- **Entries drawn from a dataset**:
▼

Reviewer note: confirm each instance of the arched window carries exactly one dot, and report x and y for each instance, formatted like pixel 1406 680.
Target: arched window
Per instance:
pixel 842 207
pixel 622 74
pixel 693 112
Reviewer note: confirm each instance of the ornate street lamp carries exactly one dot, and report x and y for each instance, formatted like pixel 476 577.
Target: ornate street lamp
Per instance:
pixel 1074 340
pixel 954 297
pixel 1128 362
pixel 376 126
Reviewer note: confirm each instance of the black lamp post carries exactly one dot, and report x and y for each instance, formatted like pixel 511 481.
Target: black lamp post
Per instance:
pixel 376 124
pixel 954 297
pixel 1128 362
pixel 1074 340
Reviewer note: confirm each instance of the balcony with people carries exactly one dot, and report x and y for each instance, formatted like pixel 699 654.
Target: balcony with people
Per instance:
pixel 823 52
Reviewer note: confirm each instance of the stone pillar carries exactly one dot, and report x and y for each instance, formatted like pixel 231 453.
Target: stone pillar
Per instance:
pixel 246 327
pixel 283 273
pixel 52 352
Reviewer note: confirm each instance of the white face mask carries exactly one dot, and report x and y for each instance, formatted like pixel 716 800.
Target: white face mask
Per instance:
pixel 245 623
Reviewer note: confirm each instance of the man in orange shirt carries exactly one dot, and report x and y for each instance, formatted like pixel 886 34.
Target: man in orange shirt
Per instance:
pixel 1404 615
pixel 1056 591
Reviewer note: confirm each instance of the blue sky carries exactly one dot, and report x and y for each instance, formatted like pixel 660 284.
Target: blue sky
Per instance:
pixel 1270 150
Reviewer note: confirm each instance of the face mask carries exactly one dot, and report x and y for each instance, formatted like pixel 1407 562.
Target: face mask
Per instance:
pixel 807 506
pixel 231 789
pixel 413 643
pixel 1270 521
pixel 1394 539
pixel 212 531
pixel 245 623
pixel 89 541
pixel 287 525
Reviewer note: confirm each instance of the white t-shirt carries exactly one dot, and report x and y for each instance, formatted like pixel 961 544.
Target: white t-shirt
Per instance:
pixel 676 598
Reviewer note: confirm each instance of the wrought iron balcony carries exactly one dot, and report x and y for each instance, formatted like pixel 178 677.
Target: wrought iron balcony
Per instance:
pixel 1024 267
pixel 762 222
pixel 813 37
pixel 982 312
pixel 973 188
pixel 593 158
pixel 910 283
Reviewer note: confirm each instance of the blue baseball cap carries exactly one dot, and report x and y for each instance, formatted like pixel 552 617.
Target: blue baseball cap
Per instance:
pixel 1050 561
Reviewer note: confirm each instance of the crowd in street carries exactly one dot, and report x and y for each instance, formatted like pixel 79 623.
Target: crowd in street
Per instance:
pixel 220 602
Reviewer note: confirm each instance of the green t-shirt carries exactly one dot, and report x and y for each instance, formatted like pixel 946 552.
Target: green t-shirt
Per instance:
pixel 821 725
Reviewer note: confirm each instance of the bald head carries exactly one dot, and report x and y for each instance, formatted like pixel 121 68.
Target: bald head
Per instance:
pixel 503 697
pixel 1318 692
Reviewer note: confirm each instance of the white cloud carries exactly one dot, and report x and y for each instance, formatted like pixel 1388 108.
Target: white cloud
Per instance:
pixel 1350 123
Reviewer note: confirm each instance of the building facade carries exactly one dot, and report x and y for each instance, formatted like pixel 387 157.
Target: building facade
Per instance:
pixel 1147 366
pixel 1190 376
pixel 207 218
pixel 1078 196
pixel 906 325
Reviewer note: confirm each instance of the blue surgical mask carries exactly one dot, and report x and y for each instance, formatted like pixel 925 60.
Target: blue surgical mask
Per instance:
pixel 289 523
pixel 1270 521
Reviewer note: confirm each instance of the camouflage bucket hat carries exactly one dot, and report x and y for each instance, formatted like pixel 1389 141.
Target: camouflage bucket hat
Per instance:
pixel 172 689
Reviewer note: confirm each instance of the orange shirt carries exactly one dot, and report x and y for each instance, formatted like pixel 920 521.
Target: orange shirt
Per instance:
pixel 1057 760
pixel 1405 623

▲

- **Goal of the exercise**:
Reproduce word for word the part of the material that begins with the line containing "Reviewer note: confirm each instance of the green" and ends with the line containing "pixel 821 725", including both of those lines.

- **Task result**:
Reviewer note: confirm each instance of the green t-shirt carries exactly one dot, and report x and y for each instance, formatted like pixel 946 552.
Target: green t-shirt
Per instance:
pixel 821 725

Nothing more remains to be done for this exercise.